* **TASK DIRECTIONS**: Count the lines in the records below that contain the string "distant", matching case exactly, and give only the number.

— begin EXCERPTED RECORDS —

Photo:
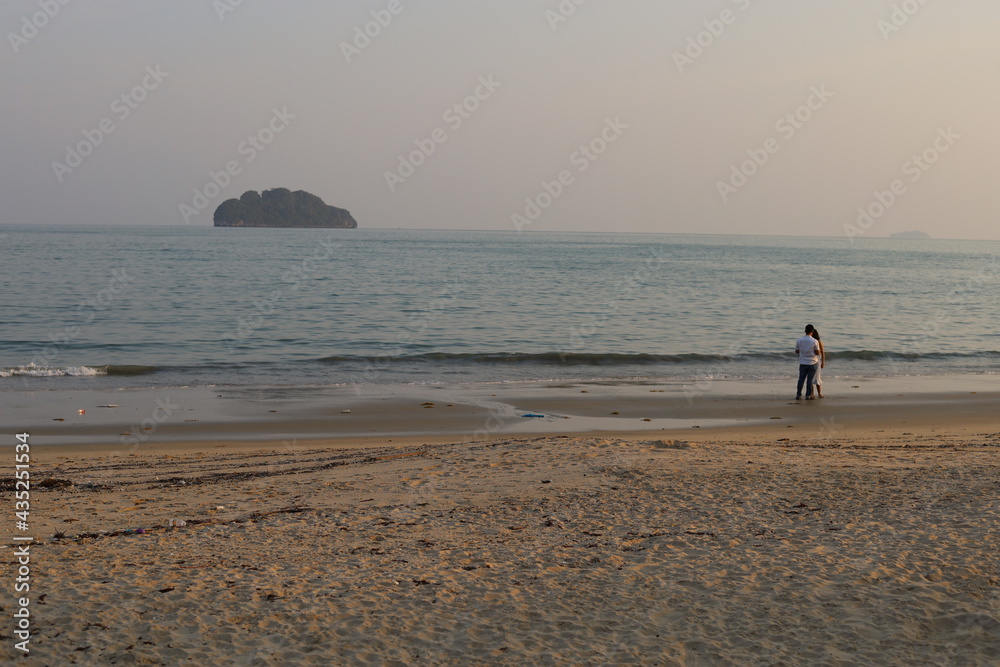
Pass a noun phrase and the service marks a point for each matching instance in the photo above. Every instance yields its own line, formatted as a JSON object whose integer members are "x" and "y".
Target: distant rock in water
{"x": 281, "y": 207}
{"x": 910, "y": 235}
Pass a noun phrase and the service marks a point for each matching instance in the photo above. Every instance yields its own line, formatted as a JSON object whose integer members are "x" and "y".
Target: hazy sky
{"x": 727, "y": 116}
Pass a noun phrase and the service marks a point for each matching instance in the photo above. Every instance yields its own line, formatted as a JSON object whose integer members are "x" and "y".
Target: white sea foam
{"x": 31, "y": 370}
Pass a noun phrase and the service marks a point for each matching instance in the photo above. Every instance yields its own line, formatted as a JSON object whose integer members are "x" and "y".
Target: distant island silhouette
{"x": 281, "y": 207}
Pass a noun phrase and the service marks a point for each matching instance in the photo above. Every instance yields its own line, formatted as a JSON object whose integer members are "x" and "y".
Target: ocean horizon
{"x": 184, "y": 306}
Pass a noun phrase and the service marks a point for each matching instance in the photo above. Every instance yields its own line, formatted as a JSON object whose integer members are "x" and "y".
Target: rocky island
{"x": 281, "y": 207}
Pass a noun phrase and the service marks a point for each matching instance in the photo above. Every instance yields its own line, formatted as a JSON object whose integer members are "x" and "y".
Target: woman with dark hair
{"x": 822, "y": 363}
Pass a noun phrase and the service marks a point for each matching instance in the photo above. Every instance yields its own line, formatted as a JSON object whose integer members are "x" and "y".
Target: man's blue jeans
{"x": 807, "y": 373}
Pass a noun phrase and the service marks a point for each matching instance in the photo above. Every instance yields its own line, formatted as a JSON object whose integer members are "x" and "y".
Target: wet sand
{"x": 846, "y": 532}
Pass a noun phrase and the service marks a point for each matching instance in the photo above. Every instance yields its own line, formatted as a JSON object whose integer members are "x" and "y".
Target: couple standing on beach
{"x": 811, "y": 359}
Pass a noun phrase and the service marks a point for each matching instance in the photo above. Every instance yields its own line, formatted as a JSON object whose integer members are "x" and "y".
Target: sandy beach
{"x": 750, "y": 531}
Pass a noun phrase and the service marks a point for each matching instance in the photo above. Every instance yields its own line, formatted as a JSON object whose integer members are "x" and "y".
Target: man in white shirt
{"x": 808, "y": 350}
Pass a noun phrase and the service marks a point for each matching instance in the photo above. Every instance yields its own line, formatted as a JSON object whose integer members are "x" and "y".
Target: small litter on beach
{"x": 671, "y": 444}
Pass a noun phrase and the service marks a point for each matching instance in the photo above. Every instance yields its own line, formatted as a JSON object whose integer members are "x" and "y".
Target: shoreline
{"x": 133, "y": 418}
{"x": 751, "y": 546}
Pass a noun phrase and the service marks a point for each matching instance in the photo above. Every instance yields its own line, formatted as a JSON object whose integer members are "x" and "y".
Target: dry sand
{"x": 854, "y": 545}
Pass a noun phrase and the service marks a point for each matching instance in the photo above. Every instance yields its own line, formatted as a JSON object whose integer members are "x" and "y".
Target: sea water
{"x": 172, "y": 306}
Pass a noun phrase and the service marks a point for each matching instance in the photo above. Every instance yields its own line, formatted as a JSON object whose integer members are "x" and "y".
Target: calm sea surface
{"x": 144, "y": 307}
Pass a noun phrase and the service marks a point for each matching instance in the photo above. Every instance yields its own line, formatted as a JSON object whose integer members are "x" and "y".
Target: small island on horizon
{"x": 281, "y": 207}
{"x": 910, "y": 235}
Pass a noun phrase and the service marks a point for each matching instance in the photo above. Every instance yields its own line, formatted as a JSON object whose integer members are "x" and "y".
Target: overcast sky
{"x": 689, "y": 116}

— end EXCERPTED RECORDS —

* **ANSWER IN FULL**: 2